> **Brief A**: In the article on online job ads, what will a candidate generally do if they applied directly, got no response, and are later approached by a recruiter?
> **Brief B**: Reproduce the part of the article on online job ads that opens with the words containing "I think SEEK" and closes with "find them again.".

> **Page text**:
How online job ads can end up hurting your brand

How online job ads can end up hurting your brand

Online is where it’s at, right? All the statistics say so. The majority of adults in Australia have a smartphone with direct connection to the internet, marketers love web-based advertising as they can measure campaigns effectively, and it’s a cost-effective way to find your next team member using sites like SEEK or LinkedIn.

When looking for specialist skills in a narrow market, unless you have the processes in place to manage the applicants from these direct applicants, you can minimise your chances of securing the right person for the job.

I think SEEK is a great place to start when recruiting for your payroll team. But it’s a driftnet approach. You throw the net out far and wide and hope to find the diamond in the sea of applicants. The issue is, if you miss that diamond, who just happened to be looking on SEEK that day, you may never find them again.

We have recently worked with some organisations who have run great ads on SEEK. So good, that they received hundreds of responses. Unfortunately the time and energy that it takes to weed out the applicants effectively is significant. Those with aspirations of moving to the lucky country without a working visa, or unqualified applicants who haven’t read the detail of what you are looking for or overqualified applicants who want to be paid $50,000 more than the vacancy is worth.

Managing these responses in a timely manner becomes critical. We regularly work with payroll candidates that have responded to a direct ad and been missed in the dragnet by the employer. Eventually the employer gets the assistance of a recruiter who has a pool of candidates they carefully manage. If a candidate has already applied directly and received no response, they will generally refuse to be considered for the role. Why?

Well they applied months ago, got no response, and are now questioning what the problem is. Are there cultural issues in the organisation? Is there high turnover?

Would they be walking into a payroll disaster? Why did the last person leave? Are there management problems?

It’s like seeing a house for sale for months in a hot property market. A potential buyer is certain the house has leaky pipes, is under the flight path or beside a potential nuclear reactor construction site.

Often none of these things are true about the payroll position. In fact, they are just symptoms of a badly managed recruitment campaign.

> **Excerpted records**:
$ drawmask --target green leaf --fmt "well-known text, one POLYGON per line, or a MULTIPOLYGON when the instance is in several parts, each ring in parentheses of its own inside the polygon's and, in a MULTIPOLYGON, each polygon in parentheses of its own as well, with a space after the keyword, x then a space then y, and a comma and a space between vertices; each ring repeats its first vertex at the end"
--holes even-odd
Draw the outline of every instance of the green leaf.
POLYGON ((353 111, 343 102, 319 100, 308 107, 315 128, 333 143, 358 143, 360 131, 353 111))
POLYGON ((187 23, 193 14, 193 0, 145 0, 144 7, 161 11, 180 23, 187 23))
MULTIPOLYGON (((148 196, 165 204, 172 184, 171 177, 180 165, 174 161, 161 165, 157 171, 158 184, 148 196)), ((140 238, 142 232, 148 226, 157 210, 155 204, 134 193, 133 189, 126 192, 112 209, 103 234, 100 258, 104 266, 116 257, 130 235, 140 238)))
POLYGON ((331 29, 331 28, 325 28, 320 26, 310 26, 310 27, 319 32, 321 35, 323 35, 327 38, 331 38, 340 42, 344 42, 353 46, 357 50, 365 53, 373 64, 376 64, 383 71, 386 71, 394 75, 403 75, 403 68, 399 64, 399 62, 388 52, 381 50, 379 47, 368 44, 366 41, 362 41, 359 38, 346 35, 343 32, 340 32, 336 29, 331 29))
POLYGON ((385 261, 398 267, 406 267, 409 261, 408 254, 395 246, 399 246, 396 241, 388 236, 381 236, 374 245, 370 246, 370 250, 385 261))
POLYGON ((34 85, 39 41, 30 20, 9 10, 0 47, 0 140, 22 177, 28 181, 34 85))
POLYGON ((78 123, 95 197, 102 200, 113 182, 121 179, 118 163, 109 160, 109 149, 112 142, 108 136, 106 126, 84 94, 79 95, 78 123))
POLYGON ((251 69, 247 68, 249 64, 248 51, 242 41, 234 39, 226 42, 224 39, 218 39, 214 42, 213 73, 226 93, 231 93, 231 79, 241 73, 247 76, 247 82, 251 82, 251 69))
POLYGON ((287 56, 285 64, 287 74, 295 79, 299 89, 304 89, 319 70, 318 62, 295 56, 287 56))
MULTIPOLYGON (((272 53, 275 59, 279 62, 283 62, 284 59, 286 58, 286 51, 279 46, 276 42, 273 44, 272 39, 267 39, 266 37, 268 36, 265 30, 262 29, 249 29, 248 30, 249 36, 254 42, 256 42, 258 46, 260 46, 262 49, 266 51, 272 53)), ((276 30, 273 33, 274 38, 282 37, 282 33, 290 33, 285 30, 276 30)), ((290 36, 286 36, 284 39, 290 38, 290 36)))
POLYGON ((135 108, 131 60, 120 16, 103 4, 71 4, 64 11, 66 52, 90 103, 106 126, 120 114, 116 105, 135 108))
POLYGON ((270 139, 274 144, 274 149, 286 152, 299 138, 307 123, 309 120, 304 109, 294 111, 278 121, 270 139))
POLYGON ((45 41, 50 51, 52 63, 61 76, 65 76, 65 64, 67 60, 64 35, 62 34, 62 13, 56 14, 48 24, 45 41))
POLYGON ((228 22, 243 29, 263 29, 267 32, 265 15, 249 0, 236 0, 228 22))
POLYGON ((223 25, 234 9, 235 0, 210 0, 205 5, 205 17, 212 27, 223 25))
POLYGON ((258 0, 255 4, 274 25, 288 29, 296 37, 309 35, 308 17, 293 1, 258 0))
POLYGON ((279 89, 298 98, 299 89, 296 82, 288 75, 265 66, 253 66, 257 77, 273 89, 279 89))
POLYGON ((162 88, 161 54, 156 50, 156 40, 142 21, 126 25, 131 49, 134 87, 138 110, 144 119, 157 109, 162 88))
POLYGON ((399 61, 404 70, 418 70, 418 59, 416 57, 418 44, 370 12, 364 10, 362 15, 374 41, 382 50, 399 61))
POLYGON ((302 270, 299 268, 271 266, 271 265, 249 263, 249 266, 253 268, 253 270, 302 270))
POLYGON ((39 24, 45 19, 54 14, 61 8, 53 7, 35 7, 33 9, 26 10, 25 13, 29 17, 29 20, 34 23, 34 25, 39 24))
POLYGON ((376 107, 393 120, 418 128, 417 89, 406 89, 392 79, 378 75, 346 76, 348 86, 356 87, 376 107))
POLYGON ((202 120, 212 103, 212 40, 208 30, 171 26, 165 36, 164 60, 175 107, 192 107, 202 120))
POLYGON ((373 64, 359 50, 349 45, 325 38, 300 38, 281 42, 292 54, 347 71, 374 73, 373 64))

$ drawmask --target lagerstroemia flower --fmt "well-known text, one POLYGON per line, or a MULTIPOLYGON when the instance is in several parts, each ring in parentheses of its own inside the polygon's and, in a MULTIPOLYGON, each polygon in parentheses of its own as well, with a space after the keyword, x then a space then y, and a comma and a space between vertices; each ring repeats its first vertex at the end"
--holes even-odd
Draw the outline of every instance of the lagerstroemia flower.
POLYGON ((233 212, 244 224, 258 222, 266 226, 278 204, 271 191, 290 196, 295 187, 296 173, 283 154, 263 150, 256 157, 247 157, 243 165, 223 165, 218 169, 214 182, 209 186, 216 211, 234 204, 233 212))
--
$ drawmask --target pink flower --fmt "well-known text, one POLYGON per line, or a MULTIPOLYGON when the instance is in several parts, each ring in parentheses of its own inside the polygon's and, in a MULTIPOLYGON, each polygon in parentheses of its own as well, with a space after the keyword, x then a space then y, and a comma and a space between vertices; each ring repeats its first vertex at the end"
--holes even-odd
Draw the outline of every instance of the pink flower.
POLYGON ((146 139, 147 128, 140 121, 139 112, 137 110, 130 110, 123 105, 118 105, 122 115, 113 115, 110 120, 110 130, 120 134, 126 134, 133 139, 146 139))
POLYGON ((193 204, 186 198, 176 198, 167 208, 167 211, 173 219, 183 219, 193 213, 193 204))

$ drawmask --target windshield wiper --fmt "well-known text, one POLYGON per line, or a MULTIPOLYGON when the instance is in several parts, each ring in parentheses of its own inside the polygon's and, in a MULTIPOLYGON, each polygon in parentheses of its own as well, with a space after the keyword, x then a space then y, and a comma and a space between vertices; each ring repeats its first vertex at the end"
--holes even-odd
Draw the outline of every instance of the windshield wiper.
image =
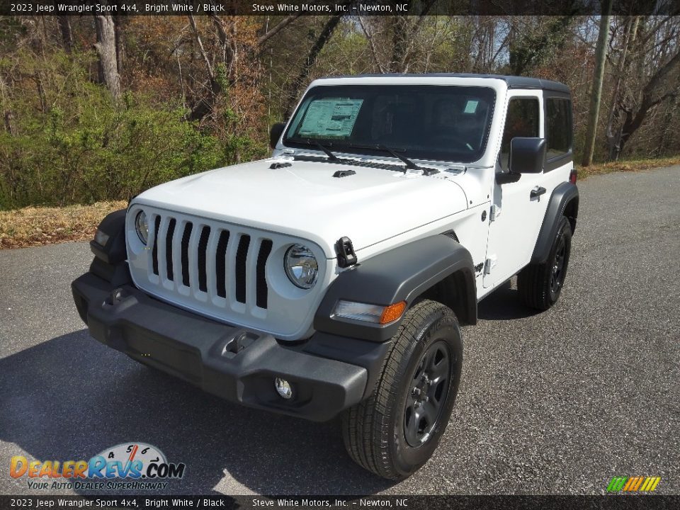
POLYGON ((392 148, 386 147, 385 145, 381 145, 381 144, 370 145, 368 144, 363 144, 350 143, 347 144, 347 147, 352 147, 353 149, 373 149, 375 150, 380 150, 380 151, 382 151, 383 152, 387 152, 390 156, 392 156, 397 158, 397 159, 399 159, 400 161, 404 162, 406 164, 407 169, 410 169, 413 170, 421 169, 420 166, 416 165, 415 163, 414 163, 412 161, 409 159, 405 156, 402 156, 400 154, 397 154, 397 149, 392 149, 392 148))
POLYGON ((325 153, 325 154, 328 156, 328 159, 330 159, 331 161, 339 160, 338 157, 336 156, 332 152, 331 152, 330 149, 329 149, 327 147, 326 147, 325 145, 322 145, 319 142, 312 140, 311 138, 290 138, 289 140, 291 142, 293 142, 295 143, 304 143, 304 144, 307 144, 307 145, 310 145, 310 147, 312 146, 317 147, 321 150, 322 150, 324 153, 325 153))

> **Answer section A**: They will generally refuse to be considered for the role.

> **Answer section B**:
I think SEEK is a great place to start when recruiting for your payroll team. But it’s a driftnet approach. You throw the net out far and wide and hope to find the diamond in the sea of applicants. The issue is, if you miss that diamond, who just happened to be looking on SEEK that day, you may never find them again.